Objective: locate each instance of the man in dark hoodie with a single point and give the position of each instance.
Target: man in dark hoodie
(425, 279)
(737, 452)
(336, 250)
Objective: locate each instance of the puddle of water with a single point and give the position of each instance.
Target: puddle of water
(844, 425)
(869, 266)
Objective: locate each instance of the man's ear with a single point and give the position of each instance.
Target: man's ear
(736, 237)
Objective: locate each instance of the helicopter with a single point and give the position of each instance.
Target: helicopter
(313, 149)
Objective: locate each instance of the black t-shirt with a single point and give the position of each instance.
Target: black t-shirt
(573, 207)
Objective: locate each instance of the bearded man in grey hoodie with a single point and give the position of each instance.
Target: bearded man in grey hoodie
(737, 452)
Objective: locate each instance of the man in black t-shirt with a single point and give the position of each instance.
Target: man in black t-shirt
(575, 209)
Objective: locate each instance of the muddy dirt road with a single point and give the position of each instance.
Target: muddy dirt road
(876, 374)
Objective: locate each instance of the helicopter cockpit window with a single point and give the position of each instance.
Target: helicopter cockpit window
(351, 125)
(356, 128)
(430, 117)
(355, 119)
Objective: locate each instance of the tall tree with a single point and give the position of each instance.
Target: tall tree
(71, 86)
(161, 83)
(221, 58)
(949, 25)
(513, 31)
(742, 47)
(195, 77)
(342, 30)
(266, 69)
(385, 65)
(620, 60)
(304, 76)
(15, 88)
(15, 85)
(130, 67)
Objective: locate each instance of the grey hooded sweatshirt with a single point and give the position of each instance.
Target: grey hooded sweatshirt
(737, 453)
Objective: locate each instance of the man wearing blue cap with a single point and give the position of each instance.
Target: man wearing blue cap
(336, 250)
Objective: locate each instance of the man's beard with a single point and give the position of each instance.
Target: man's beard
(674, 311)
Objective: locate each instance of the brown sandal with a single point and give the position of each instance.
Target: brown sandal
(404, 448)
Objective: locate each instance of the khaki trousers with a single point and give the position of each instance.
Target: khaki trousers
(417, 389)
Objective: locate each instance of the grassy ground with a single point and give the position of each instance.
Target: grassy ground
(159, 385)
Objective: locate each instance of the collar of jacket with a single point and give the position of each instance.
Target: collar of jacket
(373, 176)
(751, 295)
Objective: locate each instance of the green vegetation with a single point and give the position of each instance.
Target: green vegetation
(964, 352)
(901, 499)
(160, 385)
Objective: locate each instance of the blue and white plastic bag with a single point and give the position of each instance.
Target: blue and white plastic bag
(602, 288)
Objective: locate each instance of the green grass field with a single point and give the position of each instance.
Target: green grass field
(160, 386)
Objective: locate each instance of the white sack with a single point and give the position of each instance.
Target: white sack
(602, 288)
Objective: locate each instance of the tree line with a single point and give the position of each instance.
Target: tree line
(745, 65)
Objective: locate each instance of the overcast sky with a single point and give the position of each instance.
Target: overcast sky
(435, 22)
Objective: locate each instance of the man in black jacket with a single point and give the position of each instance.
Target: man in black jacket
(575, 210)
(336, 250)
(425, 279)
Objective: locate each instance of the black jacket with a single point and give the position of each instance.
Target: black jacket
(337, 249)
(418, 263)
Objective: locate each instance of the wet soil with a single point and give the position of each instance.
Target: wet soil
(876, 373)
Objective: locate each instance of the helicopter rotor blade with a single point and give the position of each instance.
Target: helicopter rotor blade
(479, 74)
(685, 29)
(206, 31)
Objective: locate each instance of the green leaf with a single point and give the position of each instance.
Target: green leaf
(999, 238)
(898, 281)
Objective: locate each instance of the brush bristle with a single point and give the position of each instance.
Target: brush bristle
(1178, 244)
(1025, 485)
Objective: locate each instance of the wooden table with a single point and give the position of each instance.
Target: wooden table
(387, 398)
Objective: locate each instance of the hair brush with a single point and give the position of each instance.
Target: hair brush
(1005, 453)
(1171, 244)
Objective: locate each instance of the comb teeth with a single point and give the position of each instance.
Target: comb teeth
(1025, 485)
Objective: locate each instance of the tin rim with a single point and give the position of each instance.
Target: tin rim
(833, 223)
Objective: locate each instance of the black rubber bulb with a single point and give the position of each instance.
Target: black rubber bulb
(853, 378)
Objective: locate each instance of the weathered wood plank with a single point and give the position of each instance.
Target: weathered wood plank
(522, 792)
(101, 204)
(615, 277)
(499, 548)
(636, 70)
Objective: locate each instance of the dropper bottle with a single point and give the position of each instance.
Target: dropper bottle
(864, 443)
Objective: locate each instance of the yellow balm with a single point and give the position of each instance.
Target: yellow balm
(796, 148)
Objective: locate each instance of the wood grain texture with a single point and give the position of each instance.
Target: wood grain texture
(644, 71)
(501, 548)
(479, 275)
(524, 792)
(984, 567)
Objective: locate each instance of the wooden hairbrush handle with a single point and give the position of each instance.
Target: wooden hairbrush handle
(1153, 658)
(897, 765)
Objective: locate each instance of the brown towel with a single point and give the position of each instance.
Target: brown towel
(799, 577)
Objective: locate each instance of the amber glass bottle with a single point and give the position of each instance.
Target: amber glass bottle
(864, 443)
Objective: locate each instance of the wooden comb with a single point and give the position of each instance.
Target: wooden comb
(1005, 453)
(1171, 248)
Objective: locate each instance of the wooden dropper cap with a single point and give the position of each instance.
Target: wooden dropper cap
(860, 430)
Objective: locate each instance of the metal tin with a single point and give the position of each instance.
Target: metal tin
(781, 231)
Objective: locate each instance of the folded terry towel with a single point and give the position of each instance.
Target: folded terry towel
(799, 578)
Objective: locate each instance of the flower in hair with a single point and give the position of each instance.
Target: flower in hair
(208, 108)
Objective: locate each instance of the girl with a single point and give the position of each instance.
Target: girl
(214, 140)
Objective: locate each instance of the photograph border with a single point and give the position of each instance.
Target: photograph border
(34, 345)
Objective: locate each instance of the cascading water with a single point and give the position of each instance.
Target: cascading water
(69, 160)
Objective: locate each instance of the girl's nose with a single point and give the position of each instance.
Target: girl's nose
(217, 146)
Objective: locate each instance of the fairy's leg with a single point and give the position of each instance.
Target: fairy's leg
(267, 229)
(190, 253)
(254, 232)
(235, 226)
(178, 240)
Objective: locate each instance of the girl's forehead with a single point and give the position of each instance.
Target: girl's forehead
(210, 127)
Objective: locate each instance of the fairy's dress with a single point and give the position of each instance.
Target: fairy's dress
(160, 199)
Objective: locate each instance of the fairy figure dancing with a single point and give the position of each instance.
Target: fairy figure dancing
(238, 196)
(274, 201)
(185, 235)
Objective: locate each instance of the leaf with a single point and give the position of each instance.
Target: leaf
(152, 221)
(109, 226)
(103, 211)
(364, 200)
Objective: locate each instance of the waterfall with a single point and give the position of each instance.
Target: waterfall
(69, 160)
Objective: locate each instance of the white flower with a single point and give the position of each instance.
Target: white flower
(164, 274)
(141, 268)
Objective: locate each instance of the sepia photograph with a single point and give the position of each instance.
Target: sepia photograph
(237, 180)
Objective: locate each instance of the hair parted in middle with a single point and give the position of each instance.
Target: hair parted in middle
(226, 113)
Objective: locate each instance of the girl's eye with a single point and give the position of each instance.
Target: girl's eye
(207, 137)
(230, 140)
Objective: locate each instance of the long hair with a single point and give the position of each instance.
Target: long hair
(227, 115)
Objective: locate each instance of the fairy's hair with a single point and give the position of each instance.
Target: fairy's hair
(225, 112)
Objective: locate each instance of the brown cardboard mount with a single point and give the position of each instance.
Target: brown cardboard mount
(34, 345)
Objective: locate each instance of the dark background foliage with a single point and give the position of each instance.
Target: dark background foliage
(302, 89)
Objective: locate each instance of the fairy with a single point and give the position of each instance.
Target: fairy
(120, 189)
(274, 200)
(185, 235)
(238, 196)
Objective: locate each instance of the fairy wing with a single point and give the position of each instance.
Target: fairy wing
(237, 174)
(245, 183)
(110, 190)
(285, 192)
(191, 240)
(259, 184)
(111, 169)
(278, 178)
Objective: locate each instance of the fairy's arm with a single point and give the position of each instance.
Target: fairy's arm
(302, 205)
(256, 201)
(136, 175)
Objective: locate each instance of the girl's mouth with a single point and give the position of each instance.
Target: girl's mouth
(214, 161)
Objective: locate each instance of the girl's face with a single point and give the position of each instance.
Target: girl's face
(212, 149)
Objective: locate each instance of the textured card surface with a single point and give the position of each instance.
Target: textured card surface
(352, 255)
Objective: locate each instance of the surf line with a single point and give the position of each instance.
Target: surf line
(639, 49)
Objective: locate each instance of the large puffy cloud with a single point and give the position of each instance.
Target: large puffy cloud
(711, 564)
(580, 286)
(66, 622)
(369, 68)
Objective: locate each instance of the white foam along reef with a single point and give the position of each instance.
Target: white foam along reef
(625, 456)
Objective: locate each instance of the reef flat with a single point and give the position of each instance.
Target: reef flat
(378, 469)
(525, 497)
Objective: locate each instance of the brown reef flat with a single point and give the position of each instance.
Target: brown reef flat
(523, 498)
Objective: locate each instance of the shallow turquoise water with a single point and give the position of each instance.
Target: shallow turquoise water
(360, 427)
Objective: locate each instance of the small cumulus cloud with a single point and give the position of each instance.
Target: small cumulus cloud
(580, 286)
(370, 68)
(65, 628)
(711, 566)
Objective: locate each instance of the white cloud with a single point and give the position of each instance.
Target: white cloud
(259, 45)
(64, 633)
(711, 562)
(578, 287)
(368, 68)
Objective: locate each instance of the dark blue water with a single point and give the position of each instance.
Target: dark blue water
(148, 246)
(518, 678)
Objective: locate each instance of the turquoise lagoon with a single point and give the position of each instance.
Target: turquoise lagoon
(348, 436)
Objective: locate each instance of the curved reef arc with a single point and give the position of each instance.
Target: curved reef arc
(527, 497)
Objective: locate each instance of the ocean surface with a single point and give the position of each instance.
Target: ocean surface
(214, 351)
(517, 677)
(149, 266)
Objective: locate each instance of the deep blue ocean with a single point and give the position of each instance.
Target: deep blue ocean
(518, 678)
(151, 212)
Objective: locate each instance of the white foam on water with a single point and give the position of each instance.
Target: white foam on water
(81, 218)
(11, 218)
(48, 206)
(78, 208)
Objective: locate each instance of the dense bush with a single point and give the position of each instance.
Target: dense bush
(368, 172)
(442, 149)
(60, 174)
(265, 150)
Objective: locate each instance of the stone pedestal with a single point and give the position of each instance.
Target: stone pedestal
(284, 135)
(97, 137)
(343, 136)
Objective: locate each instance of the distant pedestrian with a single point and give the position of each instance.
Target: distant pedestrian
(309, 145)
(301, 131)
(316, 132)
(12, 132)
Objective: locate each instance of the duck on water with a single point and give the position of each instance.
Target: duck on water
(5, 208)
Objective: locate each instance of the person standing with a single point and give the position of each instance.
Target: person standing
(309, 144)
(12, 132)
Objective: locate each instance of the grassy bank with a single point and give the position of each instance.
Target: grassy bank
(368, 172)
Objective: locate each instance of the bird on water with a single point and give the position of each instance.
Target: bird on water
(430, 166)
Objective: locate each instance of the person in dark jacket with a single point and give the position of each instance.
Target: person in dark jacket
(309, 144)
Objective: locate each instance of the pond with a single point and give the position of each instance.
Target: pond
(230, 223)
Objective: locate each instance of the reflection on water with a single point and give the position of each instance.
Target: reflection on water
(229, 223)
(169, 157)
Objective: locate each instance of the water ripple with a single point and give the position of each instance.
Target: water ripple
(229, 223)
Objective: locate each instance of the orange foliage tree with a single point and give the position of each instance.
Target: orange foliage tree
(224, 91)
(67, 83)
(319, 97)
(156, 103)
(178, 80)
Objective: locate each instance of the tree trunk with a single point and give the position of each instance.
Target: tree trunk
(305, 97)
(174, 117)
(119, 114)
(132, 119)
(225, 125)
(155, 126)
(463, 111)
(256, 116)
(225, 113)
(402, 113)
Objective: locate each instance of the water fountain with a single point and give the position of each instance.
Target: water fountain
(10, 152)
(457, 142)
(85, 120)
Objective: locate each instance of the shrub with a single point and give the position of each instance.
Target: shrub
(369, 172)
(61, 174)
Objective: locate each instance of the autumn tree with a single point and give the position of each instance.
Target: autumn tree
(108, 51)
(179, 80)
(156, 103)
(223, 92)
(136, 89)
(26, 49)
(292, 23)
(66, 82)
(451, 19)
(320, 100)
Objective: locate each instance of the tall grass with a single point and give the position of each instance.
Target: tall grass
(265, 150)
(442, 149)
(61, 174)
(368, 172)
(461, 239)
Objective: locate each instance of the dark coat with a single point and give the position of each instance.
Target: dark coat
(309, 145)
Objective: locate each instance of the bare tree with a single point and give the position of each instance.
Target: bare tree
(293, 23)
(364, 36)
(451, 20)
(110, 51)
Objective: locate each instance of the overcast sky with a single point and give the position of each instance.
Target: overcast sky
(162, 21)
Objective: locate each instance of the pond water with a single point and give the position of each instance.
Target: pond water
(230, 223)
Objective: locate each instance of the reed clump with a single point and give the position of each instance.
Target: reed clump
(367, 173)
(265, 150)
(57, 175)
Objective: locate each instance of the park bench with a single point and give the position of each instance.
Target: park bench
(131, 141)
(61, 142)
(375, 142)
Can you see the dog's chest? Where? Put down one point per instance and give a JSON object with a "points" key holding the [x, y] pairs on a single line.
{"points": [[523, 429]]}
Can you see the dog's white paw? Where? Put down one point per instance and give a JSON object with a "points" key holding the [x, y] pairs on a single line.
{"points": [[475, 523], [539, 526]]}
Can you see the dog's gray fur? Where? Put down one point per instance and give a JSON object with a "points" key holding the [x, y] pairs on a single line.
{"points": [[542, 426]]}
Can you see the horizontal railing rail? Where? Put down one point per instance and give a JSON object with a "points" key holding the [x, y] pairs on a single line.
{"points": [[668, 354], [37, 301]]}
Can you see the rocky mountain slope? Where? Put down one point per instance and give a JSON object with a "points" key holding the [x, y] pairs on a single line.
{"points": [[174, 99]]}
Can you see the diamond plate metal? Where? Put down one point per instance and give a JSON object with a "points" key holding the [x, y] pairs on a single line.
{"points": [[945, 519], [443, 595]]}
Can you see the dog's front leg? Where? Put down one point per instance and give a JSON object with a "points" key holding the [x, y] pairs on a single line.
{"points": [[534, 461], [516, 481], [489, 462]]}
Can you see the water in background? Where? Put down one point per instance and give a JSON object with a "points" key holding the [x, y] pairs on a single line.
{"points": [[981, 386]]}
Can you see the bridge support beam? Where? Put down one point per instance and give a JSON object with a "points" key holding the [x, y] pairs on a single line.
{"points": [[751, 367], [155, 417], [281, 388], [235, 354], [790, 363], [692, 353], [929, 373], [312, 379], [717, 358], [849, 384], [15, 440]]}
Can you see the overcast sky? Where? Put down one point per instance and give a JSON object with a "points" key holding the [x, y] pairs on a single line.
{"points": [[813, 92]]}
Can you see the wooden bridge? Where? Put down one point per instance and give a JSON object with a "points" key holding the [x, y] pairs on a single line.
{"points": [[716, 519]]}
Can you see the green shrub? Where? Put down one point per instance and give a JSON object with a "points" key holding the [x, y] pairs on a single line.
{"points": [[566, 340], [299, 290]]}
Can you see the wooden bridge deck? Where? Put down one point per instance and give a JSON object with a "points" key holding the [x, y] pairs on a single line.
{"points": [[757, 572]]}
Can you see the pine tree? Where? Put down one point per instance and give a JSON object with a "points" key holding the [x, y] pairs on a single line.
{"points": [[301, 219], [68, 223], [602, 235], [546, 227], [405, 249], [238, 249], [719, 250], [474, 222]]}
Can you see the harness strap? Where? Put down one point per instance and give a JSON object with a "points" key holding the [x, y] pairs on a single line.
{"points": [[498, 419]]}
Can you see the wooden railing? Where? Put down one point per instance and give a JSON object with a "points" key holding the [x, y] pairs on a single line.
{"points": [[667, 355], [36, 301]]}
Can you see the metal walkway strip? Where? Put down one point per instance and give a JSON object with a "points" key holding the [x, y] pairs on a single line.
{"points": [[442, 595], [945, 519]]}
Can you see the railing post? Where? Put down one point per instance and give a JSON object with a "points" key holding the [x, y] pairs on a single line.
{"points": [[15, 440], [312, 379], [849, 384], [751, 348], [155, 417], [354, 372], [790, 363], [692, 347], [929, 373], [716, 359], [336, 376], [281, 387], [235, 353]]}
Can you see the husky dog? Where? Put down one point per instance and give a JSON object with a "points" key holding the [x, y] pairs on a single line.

WORK ORDER:
Leave out every line after the one with "Objective: locate each instance of the tall tree". Reproduce the material above exactly from its first line through that line.

SOLVED PROBLEM:
Objective: locate each instance of the man in dark hoodie with a single point and give the position of each instance.
Target: man in dark hoodie
(425, 279)
(737, 452)
(336, 250)
Objective: locate each instance of the puddle of water with a single point and give the position of each instance.
Target: puddle of water
(844, 425)
(869, 266)
Objective: locate each instance of the man's ear with a single point and give the position of each instance.
Target: man's ear
(736, 237)
Objective: locate each instance of the helicopter with a single point and give the position of each instance.
Target: helicopter
(313, 149)
Objective: locate each instance of the black t-shirt with a single point and give the position of each instance.
Target: black t-shirt
(573, 207)
Objective: locate each instance of the bearded man in grey hoodie with a single point and give the position of each instance.
Target: bearded man in grey hoodie
(737, 452)
Objective: locate each instance of the man in black t-shirt with a single point and give the position of each instance.
Target: man in black t-shirt
(575, 209)
Objective: locate each instance of the muddy dirt road with a single point and give the position of each instance.
Target: muddy dirt road
(876, 374)
Objective: locate each instance of the helicopter cockpit window with a single point and give the position of each instance.
Target: helicopter cockpit window
(351, 125)
(356, 128)
(430, 117)
(355, 119)
Objective: locate each instance of the tall tree with a single point and give the position of each instance.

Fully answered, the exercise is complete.